_Selected passage:_
Group Sequential Testing

Understanding Group Sequential Testing in A/B Testing

Group sequential testing is an advanced statistical framework used in A/B testing that allows for interim analysis of data at predefined points throughout the experiment. Unlike traditional fixed horizon testing, where decisions are made only at the end of the testing period, group sequential testing enables earlier decision-making by periodically evaluating the results. This method can be particularly beneficial in A/B testing scenarios, such as marketing campaigns or user experience studies, where timely insights can lead to quicker optimization and resource savings.

Problems with Fixed Horizon Testing

Fixed horizon testing, while straightforward, has several limitations. One major issue is the potential waste of time and resources, as the experiment must run its full course before conclusions can be drawn, regardless of early emerging patterns. This can result in prolonged testing of ineffective variants, consuming resources that could be better utilized elsewhere.

A common problem associated with fixed horizon testing is the temptation to "peek" at the data before the test concludes. Peeking can lead to biased results and an increased risk of Type I errors, as early looks can distort the statistical significance due to random fluctuations in the data.

_To do:_ Please explain, in one to three sentences and based on the text on group sequential testing, why peeking at the data before a fixed horizon test ends raises the risk of Type I errors.

_Excerpted data:_
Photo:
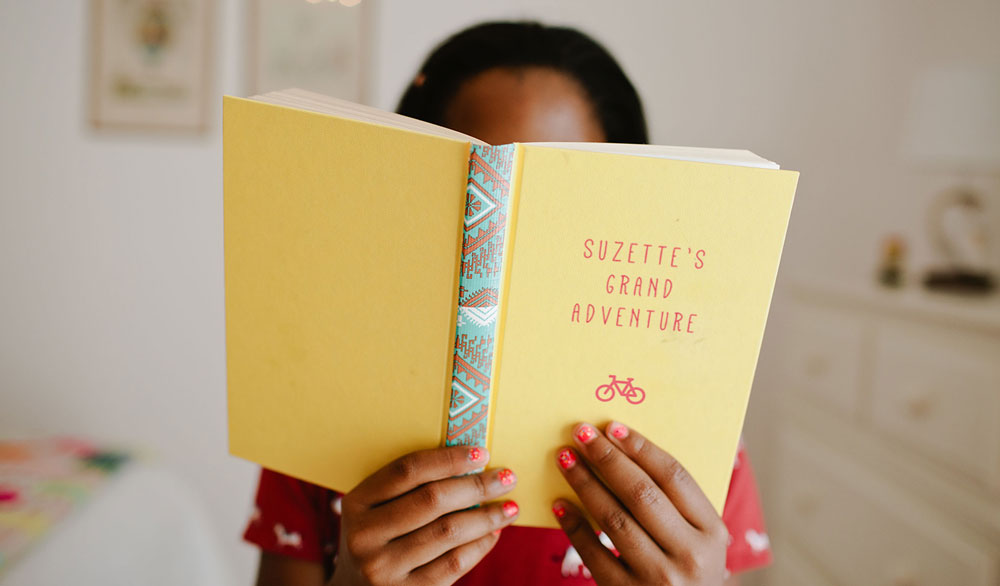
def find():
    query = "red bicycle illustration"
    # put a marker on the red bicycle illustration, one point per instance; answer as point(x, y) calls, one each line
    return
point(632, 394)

--

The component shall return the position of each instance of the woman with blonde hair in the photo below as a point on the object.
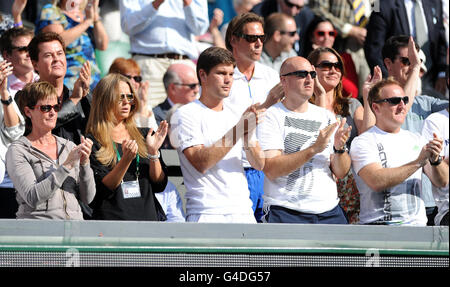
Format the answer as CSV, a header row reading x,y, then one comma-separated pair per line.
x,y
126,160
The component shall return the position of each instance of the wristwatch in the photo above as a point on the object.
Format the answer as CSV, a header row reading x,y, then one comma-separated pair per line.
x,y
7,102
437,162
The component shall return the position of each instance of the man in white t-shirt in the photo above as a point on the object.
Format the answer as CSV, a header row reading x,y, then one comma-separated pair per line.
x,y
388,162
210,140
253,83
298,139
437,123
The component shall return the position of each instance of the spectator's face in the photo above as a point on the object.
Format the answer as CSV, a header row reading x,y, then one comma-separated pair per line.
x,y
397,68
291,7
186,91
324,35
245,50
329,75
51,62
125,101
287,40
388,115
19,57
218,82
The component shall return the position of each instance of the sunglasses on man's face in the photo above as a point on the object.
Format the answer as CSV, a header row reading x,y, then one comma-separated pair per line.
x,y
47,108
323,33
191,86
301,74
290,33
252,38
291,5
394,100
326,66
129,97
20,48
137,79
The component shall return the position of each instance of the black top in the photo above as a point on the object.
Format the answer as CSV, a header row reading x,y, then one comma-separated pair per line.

---

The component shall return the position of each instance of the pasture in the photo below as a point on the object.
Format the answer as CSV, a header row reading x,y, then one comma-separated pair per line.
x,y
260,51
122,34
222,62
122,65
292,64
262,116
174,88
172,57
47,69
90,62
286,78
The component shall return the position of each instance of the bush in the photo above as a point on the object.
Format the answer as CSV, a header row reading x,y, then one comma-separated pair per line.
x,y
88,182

_Right answer:_ Early looks at the data can distort statistical significance because of random fluctuations in the data. This leads to biased results and a greater risk of Type I errors.